** Aim of the exercise **
Word for word, the listing below should be printed again.
Start of Entries supplied
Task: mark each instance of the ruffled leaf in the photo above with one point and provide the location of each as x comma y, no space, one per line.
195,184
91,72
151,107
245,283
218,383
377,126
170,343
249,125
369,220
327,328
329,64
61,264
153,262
End of Entries supplied
** Response below **
Task: mark each instance of the ruffled leaf in the photo above with one point and provide the location of each as x comma y, no space, one per line.
195,184
91,72
151,107
245,283
218,383
377,126
170,343
249,125
369,220
327,328
329,64
61,264
153,262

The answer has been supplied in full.